> _Extracted text_

Of course some sort of ID demand is not unreasonable. But it doesn’t take much analysis to see how this can become a tactic to disenfranchise certain economically and socially marginal groups.
It's not tighter ID requirements, but the lack of any requirements at all in many American states & precincts. I know that, in my own precinct, I am asked my name and to confirm my address. My name is then checked off a paper list and I'm allowed to vote. This may prevent two people with the same name & same address from voting more than once, but it does nothing to confirm what my name actually is or whether I actually live in that voting district or within that precinct. In every state that has enacted some sort of ID requirement, the courts have required them to have reasonable alternatives to traditional forms of ID's that some people may not be able to obtain. We're a long way away from the insidious poll taxes and "tests" that were used to deny the right to vote to African-Americans in the Jim Crow South, but partisans nevertheless cry "voter suppression" whenever reasonable safeguards are adopted to insure fair elections.

> _Data supplied_
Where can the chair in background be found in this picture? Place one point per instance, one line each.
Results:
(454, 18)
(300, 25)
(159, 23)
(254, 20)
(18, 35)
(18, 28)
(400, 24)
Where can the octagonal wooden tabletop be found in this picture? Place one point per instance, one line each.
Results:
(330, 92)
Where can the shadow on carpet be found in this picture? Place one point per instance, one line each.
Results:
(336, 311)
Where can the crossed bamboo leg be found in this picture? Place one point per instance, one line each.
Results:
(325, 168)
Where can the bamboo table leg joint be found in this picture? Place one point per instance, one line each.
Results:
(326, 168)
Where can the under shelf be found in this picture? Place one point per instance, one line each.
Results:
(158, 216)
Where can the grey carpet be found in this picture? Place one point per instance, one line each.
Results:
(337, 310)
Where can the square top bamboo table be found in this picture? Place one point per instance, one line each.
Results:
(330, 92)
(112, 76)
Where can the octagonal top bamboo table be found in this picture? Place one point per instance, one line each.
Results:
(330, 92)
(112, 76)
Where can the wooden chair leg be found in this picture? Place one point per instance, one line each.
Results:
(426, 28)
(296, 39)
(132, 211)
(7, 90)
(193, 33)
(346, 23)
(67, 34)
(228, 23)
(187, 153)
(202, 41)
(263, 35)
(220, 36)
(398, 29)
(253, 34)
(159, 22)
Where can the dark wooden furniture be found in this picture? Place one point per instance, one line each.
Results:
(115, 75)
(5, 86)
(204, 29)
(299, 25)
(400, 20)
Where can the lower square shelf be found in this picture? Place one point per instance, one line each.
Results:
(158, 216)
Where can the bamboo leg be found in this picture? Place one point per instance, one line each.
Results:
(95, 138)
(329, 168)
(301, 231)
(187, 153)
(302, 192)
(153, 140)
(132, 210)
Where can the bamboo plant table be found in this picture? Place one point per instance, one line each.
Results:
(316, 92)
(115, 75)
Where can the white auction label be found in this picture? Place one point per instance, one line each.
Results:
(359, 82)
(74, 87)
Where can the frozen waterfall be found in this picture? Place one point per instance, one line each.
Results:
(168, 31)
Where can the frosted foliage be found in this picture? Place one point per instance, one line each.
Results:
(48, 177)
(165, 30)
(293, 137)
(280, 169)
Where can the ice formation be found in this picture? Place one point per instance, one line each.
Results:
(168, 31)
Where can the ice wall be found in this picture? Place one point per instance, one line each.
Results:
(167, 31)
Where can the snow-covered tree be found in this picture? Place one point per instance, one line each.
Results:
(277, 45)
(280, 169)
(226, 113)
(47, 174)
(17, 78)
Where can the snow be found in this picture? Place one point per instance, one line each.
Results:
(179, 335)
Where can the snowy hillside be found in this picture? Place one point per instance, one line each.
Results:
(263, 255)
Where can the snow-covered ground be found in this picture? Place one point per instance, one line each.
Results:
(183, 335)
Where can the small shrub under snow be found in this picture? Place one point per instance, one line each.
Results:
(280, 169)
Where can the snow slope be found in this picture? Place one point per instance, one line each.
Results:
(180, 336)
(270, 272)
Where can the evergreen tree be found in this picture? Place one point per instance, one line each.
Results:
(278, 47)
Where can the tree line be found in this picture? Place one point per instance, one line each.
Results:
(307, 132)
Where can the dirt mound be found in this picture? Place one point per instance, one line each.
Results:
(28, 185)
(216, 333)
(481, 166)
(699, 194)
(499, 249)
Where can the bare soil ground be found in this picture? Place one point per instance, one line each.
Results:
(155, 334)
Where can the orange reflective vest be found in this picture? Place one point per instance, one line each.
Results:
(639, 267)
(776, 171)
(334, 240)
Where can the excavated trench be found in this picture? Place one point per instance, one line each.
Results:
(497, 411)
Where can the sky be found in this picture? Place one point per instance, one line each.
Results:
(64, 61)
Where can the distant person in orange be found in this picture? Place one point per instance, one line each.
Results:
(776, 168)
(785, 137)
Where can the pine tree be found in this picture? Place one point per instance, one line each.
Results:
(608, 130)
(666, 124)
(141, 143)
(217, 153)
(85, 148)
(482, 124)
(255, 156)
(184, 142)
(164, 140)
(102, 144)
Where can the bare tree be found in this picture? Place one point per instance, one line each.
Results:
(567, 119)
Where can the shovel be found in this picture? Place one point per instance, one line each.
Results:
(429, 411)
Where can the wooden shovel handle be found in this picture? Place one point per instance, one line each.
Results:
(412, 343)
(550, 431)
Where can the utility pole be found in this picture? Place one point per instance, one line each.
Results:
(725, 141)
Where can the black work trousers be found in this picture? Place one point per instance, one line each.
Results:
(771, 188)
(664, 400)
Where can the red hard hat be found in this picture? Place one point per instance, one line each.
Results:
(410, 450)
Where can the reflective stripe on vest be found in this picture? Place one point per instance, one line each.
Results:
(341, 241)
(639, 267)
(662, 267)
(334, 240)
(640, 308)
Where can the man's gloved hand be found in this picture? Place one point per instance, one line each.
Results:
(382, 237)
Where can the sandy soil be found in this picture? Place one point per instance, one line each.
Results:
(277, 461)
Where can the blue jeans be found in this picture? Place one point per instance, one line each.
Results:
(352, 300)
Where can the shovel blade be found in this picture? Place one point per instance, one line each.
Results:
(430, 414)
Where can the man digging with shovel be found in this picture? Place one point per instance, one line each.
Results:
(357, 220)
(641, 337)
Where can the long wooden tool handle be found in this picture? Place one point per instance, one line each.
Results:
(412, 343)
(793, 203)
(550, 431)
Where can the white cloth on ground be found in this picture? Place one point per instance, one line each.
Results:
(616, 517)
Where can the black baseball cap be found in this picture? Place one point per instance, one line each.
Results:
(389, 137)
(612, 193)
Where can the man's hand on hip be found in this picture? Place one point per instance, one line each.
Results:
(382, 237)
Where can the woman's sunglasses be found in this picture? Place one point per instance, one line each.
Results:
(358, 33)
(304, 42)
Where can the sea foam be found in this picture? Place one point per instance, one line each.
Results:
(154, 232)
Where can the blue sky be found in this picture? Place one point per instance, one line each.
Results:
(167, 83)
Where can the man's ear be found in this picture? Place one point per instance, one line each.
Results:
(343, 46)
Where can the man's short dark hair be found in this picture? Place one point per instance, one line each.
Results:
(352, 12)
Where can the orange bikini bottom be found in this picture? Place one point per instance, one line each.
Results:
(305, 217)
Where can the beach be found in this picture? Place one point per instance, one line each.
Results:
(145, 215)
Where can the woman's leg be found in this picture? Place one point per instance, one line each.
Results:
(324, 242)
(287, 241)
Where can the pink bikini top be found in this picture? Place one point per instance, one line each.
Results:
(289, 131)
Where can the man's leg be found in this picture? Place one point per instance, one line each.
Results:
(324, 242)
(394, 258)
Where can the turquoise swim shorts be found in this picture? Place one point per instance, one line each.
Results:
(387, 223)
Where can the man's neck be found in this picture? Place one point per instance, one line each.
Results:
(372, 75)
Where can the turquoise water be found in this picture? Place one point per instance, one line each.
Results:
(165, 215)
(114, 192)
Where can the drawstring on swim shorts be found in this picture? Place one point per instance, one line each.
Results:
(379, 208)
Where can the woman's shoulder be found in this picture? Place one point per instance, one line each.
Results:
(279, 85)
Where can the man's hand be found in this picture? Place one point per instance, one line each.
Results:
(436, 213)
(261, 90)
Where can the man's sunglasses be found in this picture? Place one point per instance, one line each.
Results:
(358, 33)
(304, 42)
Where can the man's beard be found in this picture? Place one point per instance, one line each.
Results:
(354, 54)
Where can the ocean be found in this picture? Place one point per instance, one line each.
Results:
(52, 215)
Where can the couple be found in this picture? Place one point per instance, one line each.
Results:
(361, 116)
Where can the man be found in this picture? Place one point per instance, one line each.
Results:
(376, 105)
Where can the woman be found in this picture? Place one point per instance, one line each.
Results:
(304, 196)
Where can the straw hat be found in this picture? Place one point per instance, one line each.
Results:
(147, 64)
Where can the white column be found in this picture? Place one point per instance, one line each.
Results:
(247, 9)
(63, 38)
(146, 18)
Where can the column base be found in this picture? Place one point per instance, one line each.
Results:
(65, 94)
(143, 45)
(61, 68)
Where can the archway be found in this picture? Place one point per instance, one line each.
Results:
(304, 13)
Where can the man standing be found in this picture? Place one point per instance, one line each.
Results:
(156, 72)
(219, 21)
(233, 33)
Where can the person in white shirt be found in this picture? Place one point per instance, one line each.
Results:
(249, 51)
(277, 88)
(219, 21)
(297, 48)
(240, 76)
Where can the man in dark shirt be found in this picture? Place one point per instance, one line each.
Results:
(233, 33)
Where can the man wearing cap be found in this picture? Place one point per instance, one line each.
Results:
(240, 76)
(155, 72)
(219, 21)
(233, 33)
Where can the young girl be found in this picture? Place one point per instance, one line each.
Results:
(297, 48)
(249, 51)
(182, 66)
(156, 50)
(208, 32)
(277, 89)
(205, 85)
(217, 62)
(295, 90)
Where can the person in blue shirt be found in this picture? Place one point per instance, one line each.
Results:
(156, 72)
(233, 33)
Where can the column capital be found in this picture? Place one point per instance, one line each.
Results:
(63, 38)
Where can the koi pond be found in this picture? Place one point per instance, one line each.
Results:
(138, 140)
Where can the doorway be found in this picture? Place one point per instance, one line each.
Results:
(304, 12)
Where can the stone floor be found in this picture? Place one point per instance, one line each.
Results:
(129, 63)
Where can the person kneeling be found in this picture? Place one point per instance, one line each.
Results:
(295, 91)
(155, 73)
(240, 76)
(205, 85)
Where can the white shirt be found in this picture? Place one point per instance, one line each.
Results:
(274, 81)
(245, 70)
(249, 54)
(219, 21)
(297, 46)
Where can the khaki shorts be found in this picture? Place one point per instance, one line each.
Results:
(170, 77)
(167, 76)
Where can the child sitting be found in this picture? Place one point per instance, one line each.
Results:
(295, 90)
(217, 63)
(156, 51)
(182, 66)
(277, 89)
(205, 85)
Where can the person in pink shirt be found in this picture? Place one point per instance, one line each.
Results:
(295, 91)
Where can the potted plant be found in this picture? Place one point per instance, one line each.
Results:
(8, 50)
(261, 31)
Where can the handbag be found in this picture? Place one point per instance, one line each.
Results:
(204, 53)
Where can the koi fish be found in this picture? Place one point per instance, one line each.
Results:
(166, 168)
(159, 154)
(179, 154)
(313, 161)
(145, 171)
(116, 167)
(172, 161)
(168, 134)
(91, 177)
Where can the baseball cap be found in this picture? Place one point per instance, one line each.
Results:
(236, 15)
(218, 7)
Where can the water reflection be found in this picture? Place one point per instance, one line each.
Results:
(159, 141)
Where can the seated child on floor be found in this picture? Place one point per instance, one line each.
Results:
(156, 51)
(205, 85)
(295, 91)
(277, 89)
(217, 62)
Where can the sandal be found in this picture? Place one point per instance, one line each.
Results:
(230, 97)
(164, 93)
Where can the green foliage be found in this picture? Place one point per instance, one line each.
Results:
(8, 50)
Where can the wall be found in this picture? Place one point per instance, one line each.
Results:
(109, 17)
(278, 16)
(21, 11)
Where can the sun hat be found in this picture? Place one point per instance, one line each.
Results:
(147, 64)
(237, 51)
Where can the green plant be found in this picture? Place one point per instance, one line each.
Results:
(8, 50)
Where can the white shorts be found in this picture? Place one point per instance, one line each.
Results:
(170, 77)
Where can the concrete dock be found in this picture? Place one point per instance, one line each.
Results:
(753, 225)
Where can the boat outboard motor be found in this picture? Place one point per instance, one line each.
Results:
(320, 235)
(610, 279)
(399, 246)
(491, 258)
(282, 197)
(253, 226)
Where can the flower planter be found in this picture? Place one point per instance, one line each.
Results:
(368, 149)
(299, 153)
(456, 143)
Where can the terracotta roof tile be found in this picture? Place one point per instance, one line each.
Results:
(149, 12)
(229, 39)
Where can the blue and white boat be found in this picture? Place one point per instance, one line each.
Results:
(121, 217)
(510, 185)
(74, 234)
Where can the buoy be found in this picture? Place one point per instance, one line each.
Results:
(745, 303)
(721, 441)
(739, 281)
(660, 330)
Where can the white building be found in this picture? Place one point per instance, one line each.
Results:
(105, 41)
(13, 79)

> _Task_
From the voter ID text, set down the passage that begins at "Of course some" and ends after "socially marginal groups.", word for word.

> _Output of the exercise_
Of course some sort of ID demand is not unreasonable. But it doesn’t take much analysis to see how this can become a tactic to disenfranchise certain economically and socially marginal groups.